**Work instruction:** Without the pictures, copy the entries below word for word.

*** Opening of Source information ***

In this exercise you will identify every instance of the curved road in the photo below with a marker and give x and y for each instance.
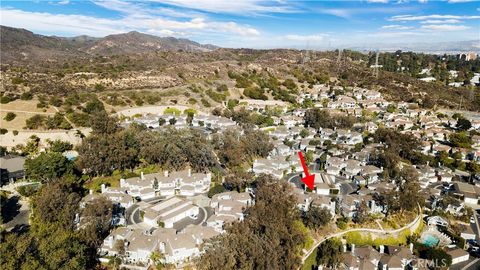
(133, 215)
(419, 216)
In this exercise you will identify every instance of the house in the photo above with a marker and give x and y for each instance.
(168, 212)
(396, 258)
(275, 166)
(183, 182)
(458, 255)
(470, 193)
(11, 168)
(117, 195)
(228, 207)
(468, 233)
(343, 102)
(324, 202)
(349, 205)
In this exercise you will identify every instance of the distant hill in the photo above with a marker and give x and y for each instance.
(449, 47)
(20, 44)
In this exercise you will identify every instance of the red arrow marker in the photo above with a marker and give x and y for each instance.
(309, 179)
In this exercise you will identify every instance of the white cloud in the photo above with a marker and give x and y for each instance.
(378, 1)
(243, 7)
(428, 17)
(440, 21)
(86, 25)
(140, 9)
(459, 1)
(306, 38)
(396, 27)
(445, 27)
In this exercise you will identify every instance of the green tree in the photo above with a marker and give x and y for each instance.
(330, 254)
(48, 166)
(9, 116)
(461, 139)
(316, 217)
(258, 242)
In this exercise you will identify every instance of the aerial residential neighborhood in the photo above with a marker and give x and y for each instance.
(289, 135)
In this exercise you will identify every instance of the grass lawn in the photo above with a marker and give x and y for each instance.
(109, 181)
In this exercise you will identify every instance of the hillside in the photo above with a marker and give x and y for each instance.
(182, 71)
(22, 45)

*** Close of Source information ***

**Your solution:**
In this exercise you will identify every instance of the curved road in the photo below with a marker and give x and y for each instance.
(133, 215)
(419, 216)
In this exercise you will identify every instance of the house in the photo above with a marker and give x and y for each instance.
(168, 212)
(396, 258)
(275, 166)
(183, 182)
(458, 255)
(470, 193)
(11, 168)
(117, 195)
(228, 207)
(468, 233)
(343, 102)
(324, 202)
(349, 205)
In this exercise you will identify every instance of the distant hill in the photo above with a marker and give x and y for each instance.
(449, 47)
(20, 44)
In this exercise you will identify every instance of the red arrow marker in the photo above with a marker and give x and y for each instance.
(309, 179)
In this exercise you will identify every instance of the white cloud in the photo above with a marker and give x and y for each instance.
(378, 1)
(243, 7)
(428, 17)
(440, 21)
(86, 25)
(140, 9)
(459, 1)
(306, 38)
(396, 27)
(445, 27)
In this exercise you will identify every instance of the green tree in the photo above with a marker and give x and y for each instance.
(330, 254)
(48, 166)
(9, 116)
(461, 139)
(316, 217)
(258, 242)
In this exercise you will identify every instance of the aerial residential neighborhood in the photo above with a marker and give x and y for each instance.
(289, 135)
In this exercise you will identify every instance of the grass lawn in the photo above with a marker and give x and y for each instance.
(109, 181)
In this exercise you will identify every instance of the hillside in the photo above with a marker and give x and y for each instance.
(182, 71)
(22, 45)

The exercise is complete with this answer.